* MATERIAL SUPPLIED
>> start
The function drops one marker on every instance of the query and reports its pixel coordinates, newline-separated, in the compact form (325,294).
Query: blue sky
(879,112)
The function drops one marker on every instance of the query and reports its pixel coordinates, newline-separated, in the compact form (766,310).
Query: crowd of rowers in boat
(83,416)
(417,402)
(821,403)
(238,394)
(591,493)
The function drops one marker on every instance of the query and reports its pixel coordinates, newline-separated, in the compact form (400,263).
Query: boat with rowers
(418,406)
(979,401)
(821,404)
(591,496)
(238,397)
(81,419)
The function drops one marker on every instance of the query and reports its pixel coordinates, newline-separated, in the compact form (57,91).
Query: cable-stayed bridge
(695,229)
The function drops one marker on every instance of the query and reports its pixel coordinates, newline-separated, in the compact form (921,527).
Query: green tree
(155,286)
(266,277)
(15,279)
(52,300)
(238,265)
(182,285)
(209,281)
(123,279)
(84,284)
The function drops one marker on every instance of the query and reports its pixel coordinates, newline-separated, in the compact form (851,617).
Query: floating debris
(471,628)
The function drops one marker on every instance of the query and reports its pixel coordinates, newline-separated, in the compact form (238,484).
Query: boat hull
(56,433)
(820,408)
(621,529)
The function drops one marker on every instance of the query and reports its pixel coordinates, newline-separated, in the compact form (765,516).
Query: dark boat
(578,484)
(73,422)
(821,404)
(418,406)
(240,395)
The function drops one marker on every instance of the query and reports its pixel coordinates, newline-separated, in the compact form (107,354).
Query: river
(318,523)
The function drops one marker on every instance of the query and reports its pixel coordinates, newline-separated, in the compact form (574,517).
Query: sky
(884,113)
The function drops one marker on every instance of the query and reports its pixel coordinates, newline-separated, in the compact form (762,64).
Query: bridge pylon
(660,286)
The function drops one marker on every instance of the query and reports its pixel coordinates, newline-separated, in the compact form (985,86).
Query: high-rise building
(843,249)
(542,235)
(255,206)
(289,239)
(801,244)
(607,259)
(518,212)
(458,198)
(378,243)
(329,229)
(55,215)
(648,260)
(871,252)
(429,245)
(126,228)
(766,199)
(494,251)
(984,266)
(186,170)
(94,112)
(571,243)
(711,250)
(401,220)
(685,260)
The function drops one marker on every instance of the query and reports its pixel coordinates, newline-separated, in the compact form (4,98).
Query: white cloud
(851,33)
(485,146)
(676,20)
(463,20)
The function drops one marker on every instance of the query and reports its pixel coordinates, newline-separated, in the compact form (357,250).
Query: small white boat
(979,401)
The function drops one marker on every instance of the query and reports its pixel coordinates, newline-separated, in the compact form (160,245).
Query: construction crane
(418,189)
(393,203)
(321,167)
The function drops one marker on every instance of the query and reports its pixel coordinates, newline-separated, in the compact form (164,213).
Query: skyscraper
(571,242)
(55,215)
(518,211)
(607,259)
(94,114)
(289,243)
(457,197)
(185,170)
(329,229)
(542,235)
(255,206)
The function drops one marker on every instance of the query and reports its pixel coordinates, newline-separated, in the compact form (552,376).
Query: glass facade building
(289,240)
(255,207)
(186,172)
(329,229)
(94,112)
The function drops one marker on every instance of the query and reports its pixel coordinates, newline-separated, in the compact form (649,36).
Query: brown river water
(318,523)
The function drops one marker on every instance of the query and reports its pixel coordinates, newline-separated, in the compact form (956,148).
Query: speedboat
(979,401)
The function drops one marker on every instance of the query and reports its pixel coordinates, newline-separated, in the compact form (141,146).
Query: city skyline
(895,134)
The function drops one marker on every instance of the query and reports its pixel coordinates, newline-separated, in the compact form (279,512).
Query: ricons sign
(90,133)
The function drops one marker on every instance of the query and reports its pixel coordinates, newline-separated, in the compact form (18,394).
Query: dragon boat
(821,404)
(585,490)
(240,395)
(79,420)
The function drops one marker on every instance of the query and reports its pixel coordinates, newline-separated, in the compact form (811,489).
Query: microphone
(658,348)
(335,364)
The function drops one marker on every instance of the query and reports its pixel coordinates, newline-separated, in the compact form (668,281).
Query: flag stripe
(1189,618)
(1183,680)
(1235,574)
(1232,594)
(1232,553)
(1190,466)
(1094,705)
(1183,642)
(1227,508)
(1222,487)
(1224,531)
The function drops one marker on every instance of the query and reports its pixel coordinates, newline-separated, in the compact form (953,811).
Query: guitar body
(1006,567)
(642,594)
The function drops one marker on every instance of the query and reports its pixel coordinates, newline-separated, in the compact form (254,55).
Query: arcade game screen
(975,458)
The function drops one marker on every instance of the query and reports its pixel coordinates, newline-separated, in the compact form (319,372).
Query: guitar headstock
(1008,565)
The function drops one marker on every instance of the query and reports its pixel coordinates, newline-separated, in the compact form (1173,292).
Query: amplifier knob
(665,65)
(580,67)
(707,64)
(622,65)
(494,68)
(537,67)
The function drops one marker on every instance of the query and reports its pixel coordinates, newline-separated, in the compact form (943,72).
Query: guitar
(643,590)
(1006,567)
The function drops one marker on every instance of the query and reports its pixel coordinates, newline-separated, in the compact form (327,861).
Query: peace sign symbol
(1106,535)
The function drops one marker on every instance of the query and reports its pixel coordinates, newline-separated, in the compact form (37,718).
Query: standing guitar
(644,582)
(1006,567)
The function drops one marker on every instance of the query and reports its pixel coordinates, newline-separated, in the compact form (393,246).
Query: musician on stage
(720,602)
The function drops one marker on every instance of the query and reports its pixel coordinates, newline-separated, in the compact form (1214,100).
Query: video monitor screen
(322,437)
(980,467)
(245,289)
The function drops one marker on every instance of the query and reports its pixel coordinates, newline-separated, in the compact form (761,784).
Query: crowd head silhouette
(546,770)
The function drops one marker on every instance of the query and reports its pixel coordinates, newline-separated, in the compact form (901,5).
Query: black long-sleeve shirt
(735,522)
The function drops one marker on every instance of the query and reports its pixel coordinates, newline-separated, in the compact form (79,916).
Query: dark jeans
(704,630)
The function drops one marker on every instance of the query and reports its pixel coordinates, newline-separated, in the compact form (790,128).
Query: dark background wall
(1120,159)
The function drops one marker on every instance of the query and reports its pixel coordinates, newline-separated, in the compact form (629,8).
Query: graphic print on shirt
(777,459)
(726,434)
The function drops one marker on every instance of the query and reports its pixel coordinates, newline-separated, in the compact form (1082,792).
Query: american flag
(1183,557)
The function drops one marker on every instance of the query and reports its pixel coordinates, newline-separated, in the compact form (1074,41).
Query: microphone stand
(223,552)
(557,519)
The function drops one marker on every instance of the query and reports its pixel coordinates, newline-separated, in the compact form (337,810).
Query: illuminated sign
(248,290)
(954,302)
>> end
>> start
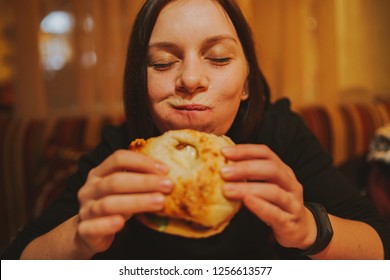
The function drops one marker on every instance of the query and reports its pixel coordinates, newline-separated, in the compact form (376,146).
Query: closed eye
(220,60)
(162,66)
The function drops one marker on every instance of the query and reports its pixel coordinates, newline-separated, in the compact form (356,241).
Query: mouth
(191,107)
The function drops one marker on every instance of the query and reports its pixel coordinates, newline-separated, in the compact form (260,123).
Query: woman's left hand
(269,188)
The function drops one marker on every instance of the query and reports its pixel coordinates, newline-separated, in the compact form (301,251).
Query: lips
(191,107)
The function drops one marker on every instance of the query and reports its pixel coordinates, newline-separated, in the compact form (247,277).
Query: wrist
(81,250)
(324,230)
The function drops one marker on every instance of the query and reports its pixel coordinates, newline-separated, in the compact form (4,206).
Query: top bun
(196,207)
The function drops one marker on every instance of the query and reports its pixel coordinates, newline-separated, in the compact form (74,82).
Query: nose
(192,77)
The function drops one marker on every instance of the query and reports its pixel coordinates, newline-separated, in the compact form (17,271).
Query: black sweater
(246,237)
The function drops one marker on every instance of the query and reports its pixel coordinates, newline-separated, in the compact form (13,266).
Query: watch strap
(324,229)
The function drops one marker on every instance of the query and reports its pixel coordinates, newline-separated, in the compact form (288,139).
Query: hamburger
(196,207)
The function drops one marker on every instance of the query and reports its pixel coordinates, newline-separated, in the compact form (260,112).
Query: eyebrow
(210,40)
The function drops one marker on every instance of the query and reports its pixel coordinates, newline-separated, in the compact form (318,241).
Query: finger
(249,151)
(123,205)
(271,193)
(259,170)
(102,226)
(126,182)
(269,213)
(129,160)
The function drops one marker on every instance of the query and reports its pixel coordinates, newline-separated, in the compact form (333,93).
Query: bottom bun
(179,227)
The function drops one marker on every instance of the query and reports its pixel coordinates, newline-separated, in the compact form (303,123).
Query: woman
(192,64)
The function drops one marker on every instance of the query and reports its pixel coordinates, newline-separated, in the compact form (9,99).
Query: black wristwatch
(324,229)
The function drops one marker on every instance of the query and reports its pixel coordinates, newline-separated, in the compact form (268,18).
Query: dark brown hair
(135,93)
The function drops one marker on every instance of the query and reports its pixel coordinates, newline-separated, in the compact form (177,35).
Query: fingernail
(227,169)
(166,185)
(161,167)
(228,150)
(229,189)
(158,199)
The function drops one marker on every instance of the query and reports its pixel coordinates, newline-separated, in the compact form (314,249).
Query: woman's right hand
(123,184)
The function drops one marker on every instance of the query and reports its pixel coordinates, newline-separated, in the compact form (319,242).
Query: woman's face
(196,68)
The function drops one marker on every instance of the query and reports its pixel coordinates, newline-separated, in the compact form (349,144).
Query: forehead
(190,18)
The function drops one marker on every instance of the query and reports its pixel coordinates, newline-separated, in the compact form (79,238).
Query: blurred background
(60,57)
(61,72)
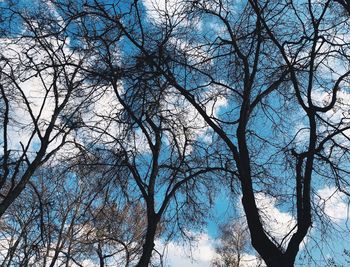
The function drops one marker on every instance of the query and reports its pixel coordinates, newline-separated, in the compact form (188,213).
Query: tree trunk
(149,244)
>> end
>> start
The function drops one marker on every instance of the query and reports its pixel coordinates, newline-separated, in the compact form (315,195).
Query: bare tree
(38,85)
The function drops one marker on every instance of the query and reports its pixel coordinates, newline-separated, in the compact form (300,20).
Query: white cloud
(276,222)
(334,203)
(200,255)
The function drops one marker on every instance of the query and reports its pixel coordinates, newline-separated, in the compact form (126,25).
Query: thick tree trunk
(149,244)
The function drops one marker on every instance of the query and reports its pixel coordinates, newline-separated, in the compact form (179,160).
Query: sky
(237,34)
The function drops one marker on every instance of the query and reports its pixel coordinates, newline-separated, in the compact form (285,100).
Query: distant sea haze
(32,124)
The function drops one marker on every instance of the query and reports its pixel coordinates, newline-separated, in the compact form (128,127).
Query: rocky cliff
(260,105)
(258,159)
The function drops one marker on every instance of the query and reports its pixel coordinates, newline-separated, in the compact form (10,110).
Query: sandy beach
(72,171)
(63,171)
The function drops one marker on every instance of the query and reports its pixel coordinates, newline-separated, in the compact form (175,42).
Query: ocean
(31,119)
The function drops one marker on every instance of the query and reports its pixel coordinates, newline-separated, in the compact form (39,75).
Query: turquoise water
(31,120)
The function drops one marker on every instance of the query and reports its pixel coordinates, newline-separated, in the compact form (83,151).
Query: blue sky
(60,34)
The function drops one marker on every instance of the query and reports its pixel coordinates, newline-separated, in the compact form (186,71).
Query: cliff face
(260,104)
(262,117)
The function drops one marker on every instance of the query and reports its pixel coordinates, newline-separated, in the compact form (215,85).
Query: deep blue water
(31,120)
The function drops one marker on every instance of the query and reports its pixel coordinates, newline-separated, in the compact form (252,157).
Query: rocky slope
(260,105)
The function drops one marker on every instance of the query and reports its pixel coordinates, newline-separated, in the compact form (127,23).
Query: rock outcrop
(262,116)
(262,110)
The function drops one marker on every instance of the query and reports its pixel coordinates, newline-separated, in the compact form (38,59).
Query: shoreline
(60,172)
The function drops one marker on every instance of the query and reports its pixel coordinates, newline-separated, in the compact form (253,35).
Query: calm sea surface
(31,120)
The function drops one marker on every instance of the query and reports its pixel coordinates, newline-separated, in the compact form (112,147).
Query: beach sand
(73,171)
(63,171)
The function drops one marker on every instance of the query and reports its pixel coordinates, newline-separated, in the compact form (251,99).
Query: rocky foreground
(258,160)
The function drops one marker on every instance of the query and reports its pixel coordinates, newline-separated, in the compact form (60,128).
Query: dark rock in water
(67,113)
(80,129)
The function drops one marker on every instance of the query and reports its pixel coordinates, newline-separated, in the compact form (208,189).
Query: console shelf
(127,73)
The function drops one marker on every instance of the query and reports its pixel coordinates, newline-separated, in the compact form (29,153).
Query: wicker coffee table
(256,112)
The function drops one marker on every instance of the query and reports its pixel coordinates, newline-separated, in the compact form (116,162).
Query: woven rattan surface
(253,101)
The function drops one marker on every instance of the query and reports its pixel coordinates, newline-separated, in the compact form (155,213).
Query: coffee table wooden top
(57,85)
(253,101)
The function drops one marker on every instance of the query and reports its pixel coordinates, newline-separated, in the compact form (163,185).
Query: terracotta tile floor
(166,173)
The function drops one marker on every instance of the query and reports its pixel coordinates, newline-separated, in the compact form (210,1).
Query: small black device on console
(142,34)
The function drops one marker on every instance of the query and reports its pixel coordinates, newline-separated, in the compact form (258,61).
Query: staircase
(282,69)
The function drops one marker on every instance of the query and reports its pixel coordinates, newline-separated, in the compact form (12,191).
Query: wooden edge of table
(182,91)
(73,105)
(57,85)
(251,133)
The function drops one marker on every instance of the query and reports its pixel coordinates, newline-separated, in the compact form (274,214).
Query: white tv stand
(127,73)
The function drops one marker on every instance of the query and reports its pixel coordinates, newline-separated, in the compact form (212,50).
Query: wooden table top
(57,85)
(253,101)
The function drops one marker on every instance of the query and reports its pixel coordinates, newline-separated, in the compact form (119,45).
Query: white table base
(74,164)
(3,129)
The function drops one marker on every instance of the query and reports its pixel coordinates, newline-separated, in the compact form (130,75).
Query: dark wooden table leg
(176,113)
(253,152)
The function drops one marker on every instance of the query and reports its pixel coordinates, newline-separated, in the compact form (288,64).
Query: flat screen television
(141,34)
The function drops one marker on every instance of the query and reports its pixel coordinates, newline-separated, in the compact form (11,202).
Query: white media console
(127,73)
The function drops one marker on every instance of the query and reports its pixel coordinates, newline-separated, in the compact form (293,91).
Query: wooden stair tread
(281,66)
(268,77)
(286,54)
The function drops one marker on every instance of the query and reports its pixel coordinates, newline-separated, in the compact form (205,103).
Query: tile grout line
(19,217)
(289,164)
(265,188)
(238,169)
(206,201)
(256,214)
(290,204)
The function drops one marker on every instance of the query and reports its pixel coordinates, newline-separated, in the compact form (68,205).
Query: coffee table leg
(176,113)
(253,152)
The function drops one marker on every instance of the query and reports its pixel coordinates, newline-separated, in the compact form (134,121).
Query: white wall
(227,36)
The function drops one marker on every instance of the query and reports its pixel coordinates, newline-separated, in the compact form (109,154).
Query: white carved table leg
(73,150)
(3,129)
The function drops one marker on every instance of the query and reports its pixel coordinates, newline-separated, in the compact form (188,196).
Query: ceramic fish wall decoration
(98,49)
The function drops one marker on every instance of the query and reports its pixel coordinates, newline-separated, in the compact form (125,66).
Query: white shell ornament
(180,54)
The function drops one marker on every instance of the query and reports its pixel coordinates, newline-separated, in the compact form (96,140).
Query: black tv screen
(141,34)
>> end
* STATED TASK
Locate every line in the records that contains the word "water" and copy each of those lines.

* OUTPUT OF THE EXERCISE
Query: brown river water
Query: turquoise water
Query: deep blue water
Query: dark rock in water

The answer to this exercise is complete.